Print every line of the records below word for word, with no changes.

(Rows from a segmentation dataset)
● ● ● ● ●
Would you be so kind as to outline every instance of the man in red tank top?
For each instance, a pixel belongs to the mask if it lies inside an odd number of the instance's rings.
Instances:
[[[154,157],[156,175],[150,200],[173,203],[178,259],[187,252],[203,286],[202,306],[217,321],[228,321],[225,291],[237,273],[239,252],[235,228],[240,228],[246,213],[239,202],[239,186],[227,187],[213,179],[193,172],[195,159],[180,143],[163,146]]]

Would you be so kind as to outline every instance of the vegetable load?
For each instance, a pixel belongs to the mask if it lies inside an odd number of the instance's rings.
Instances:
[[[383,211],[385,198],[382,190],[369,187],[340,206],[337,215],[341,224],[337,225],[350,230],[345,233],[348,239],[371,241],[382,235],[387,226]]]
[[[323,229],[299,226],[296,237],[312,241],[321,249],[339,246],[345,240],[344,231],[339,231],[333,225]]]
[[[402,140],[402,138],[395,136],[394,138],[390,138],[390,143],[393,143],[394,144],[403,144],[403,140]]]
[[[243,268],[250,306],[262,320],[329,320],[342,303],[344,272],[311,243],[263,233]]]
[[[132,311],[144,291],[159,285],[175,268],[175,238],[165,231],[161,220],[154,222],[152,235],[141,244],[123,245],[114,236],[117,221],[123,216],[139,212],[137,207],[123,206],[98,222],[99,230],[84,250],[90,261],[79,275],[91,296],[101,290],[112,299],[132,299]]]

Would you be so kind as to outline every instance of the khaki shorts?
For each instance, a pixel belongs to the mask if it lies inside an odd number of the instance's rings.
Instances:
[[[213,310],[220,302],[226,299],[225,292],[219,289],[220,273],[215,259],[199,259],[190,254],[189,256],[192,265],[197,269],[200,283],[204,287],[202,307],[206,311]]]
● ● ● ● ●
:: EXERCISE RESPONSE ::
Would you be so kind as to outline every instance of the man in red tank top?
For each instance, a pixel belongs to the mask if it lies inside an odd number of the instance's rings.
Instances:
[[[154,157],[156,175],[150,200],[173,203],[178,259],[187,252],[203,286],[202,306],[217,321],[228,321],[225,291],[237,273],[239,252],[235,228],[240,228],[246,213],[239,202],[239,186],[227,187],[213,179],[193,172],[195,159],[180,143],[163,146]]]

Would you be so kind as to outline every instance of the vegetable load?
For each instance, a pixel belongs to the mask if it lies inside an odd number of the instance's rings.
Instances:
[[[383,211],[385,198],[382,190],[369,187],[340,206],[337,215],[341,224],[337,225],[350,230],[345,233],[348,239],[371,241],[382,235],[387,226]]]
[[[323,229],[299,226],[296,237],[312,241],[321,249],[339,246],[345,240],[344,231],[339,231],[333,225]]]
[[[402,140],[402,138],[395,136],[394,138],[390,138],[390,143],[393,143],[394,144],[403,144],[403,140]]]
[[[243,268],[250,306],[262,320],[329,320],[342,303],[344,272],[311,243],[263,233]]]
[[[132,311],[144,291],[159,285],[175,268],[175,238],[165,231],[161,220],[154,222],[152,235],[141,244],[123,245],[114,236],[117,221],[123,216],[139,212],[137,207],[123,206],[98,222],[99,230],[84,250],[90,261],[79,275],[91,296],[101,290],[112,299],[132,299]]]

Would you be so kind as to outline every instance of the khaki shorts?
For each instance, a pixel belongs to the mask if it lies inside an odd number of the instance's rings.
Instances:
[[[213,310],[220,302],[226,299],[225,292],[219,289],[220,273],[215,259],[199,259],[190,254],[189,256],[192,265],[197,269],[200,283],[204,287],[202,307],[206,311]]]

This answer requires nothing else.